_What you have to do_
From the line containing "Q: Give the pixel coordinates of a point on the lamp" through the last line of the entries below, repeat each line word for word and leave out the rest.

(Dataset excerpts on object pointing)
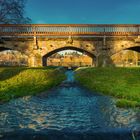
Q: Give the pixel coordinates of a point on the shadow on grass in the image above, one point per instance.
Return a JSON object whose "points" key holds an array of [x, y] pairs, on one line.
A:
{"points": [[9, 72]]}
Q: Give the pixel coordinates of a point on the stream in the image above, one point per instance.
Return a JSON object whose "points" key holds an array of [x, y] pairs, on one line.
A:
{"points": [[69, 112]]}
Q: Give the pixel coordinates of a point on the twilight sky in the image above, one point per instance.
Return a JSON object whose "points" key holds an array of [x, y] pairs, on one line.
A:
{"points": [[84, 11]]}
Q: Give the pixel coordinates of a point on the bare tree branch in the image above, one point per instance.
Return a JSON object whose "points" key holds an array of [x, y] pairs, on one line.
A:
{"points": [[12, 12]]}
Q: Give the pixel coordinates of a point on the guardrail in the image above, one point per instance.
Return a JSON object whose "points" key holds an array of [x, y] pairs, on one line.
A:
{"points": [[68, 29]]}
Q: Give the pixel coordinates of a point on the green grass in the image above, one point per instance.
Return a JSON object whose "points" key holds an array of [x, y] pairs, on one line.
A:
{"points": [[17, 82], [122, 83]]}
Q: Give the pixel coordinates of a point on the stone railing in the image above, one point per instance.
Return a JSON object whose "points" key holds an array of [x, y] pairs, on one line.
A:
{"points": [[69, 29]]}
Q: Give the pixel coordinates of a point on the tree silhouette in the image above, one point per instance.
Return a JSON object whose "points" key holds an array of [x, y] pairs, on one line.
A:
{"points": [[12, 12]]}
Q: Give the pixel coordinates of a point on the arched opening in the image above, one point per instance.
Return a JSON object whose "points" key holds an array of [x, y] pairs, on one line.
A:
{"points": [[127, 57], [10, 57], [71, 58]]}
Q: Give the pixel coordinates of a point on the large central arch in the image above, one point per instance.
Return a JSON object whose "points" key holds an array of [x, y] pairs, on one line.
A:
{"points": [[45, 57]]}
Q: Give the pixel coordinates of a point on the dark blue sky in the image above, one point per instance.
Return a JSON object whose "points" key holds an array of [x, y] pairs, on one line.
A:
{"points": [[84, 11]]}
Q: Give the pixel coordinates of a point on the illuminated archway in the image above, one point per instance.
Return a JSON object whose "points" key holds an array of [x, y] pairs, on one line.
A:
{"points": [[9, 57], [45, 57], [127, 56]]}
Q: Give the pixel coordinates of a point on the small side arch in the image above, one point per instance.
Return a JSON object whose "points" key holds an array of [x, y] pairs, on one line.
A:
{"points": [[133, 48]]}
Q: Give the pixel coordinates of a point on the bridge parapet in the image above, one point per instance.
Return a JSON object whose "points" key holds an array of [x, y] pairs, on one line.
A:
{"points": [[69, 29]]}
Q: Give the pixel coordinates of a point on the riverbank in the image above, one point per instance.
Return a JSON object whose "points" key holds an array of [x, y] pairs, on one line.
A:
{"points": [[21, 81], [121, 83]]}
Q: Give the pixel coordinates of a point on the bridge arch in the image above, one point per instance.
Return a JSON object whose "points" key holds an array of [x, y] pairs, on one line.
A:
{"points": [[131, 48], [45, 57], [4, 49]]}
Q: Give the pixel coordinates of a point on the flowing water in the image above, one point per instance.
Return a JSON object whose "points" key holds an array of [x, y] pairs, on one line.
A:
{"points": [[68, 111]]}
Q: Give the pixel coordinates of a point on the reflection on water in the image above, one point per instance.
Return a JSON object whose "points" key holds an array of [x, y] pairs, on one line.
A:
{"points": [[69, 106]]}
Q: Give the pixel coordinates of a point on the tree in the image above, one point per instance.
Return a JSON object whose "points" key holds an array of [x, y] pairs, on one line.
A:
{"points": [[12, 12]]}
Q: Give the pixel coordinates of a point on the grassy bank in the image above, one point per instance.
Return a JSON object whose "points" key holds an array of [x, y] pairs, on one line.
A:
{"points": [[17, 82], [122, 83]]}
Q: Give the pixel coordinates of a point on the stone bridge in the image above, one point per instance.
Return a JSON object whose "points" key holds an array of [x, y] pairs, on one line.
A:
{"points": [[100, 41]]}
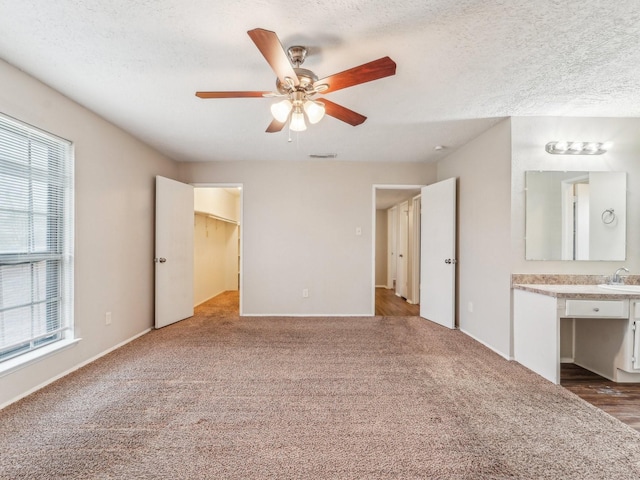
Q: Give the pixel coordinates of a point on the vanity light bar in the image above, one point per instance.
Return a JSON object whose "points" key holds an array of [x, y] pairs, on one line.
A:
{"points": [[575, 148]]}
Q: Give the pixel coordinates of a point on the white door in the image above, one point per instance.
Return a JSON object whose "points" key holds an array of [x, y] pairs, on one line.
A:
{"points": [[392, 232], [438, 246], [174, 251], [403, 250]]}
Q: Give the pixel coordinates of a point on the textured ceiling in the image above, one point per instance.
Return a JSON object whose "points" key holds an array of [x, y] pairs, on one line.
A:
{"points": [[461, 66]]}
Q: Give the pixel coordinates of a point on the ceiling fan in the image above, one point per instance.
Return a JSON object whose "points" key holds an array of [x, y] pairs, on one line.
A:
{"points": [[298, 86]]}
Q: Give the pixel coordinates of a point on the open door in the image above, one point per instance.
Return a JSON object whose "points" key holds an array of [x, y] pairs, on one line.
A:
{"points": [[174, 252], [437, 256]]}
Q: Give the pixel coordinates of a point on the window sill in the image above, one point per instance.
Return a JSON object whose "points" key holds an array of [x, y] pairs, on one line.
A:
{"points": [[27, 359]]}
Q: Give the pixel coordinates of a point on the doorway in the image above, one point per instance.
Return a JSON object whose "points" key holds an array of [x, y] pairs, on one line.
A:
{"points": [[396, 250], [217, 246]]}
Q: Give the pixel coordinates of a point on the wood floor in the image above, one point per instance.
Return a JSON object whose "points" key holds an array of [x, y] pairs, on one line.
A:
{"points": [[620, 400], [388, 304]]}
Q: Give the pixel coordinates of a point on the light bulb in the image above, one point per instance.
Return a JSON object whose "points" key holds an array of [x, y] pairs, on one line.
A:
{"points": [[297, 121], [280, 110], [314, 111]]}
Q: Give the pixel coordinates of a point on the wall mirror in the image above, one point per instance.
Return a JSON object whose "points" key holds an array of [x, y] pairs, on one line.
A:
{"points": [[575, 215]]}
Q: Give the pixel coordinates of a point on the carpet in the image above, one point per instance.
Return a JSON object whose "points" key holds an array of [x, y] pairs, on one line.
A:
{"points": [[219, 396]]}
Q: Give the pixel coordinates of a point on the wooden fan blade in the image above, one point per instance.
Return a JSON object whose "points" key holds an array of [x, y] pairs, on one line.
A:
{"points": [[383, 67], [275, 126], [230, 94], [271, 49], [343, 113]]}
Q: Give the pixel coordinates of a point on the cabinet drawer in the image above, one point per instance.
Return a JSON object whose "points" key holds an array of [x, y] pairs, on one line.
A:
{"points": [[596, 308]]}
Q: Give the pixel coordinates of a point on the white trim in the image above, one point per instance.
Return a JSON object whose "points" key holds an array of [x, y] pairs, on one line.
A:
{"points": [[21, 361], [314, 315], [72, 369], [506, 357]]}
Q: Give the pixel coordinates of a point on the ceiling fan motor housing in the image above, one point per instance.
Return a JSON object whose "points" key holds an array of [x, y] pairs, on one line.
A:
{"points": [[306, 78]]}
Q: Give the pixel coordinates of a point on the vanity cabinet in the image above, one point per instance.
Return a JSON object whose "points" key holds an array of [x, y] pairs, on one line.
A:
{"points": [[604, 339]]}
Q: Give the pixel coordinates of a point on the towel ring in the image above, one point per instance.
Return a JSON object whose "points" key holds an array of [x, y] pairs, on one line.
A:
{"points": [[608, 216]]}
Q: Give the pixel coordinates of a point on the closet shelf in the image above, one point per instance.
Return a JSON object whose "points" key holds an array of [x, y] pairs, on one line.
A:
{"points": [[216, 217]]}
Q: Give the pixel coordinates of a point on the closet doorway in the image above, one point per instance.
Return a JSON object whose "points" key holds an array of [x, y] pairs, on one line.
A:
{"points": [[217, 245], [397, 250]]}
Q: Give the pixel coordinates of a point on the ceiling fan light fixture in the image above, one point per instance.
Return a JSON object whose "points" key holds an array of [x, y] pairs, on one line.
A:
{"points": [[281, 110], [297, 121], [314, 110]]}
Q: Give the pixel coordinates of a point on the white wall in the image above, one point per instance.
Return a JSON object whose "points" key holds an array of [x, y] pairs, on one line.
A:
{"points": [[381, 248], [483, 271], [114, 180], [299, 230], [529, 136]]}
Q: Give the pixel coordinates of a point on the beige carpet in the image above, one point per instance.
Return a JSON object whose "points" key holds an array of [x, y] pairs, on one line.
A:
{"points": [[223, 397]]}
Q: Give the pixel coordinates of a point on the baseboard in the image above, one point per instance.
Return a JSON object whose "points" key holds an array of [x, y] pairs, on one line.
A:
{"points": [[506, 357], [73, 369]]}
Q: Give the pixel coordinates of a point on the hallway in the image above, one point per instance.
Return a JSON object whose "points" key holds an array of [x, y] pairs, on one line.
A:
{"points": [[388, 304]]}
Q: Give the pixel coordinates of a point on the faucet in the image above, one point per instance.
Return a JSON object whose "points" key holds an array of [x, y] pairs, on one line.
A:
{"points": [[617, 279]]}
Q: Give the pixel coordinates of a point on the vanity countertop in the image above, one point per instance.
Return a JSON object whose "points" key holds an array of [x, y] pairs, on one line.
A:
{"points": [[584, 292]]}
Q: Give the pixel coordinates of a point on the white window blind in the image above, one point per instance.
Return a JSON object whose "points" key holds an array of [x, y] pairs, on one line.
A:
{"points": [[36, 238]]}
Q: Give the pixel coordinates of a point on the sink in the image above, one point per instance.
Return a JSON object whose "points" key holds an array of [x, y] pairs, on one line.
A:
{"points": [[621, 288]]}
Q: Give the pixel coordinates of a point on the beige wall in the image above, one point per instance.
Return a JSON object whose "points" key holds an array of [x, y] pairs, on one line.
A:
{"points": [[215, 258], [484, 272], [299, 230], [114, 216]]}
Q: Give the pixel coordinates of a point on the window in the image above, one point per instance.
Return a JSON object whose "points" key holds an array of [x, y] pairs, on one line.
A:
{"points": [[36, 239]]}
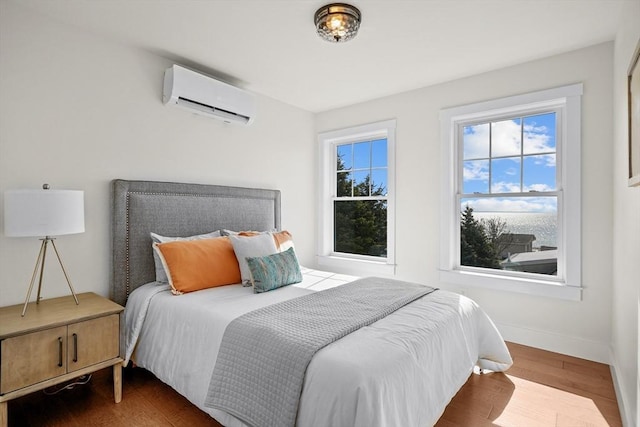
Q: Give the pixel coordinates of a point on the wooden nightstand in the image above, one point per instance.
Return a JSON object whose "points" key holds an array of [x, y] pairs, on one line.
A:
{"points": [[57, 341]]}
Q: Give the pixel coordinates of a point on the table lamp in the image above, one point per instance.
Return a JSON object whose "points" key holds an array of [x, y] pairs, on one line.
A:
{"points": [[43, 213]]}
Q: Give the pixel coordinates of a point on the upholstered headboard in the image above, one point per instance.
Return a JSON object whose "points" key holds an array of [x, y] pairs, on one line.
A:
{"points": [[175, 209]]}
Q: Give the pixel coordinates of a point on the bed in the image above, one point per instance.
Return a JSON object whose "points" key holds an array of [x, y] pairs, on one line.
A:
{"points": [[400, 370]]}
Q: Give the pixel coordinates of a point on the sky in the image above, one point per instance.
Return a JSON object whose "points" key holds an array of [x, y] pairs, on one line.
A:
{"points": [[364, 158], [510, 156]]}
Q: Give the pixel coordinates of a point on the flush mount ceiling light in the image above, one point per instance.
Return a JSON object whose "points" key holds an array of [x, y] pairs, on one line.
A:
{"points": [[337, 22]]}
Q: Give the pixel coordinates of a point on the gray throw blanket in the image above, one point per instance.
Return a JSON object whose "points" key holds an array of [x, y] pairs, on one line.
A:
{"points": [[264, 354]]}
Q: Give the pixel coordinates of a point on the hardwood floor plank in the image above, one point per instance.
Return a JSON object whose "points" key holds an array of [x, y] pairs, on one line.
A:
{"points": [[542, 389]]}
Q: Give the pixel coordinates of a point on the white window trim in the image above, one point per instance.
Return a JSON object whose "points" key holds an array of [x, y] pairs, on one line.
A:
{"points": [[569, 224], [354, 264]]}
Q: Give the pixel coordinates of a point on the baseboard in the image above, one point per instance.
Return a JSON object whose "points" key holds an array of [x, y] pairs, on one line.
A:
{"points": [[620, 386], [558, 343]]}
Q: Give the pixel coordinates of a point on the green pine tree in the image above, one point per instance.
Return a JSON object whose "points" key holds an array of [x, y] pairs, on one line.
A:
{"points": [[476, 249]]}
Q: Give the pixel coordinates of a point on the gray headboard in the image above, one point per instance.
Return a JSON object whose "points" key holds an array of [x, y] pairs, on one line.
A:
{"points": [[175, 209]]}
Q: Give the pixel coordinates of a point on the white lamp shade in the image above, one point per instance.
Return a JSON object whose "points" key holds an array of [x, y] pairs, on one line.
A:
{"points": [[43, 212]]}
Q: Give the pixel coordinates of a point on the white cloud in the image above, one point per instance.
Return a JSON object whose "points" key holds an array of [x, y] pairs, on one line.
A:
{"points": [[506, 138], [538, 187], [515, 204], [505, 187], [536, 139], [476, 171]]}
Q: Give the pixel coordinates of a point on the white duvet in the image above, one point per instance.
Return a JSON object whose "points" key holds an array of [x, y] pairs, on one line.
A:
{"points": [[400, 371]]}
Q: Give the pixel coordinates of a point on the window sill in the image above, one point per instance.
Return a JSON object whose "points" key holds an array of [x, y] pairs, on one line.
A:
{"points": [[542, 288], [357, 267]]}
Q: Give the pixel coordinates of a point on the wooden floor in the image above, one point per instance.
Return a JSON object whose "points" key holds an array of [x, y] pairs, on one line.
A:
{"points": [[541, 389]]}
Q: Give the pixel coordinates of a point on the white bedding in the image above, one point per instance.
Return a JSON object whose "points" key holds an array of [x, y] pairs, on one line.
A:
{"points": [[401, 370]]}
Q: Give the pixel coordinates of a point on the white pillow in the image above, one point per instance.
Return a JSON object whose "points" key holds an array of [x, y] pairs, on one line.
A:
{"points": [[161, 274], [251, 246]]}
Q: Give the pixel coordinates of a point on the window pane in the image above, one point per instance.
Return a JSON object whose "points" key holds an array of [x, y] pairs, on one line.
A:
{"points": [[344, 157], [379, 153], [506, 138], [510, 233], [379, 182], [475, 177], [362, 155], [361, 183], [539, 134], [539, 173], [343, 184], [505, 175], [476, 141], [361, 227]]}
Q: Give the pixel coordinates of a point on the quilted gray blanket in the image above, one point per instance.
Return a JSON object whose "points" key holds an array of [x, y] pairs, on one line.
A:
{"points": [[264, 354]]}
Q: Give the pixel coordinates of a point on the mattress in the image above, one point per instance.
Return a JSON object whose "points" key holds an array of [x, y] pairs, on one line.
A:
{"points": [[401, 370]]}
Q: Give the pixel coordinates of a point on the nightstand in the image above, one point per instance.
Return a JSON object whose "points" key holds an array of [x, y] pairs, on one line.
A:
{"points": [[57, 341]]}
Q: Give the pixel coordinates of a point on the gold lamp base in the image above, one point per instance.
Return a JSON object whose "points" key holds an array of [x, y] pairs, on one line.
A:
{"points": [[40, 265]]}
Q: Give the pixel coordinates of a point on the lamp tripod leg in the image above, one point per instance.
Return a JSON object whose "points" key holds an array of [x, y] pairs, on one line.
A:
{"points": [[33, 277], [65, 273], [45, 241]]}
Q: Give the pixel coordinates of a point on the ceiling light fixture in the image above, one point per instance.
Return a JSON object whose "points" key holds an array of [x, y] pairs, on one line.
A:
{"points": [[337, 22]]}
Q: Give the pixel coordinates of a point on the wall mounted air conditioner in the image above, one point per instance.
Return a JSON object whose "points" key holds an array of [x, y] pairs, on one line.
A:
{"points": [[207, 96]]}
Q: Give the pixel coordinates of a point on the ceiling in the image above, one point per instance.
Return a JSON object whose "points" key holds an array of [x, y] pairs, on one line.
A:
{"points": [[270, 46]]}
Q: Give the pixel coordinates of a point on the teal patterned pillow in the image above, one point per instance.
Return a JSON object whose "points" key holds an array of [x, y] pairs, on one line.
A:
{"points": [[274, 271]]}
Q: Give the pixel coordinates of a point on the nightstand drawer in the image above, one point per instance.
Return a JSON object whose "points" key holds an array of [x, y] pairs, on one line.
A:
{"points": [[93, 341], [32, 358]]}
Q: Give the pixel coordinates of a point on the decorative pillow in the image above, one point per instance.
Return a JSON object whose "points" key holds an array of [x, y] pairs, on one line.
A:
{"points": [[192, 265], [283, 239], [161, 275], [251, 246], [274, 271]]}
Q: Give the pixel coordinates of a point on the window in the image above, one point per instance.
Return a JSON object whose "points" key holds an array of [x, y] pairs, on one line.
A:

_Written solution_
Q: Give the pixel coordinates of a point on the lamp tripod leg in the image above, one point per instance.
Return a JSON object whose "points" key holds an array of [x, y] pairs, on one line.
A:
{"points": [[33, 277], [65, 273], [45, 241]]}
Q: Give the pixel coordinates of a point on the ceiling light fixture in the image above, one point per instance.
Return a JSON object whose "points" key holds an array of [x, y] pairs, on one line.
A:
{"points": [[337, 22]]}
Q: Give the pixel coordinates of a point on the wall mounted air conditioner in the image above, one point per instance.
Return a JSON object whose "points" key holds an array of [x, y] pairs, on one line.
A:
{"points": [[207, 96]]}
Q: Give the pixel coordinates of a point on the ceiling in the image above, one point per instance.
Return a JSON object whose "points" key holds an array of [x, y] pairs, on one line.
A:
{"points": [[270, 46]]}
Q: Give the pixel coordinates of a point on the teal patterned pillow in the image above, one point per instance.
Return a JSON object whose "points" key holds an array of [x, y] pairs, on one line.
A:
{"points": [[274, 271]]}
Q: Give the pixel coordinates of a point on the nightstand drawer in the image above, one point per instance.
Return a JSON object whose "points" key holds an array of [x, y] pairs, on one line.
A:
{"points": [[93, 341], [32, 358]]}
Q: Give the pixel coordinates of a point on the decorative pillow in the image above, one point per instance.
Return a JSON object whose "points" key holds an array of [x, y] pairs, on one line.
A:
{"points": [[192, 265], [283, 239], [161, 275], [251, 246], [274, 271]]}
Q: Give the pixel coordinates of a point on the window in the image above, one point per instance.
Return a JSON object whose "points" key holds an array of [x, y] pairs, on one line.
A:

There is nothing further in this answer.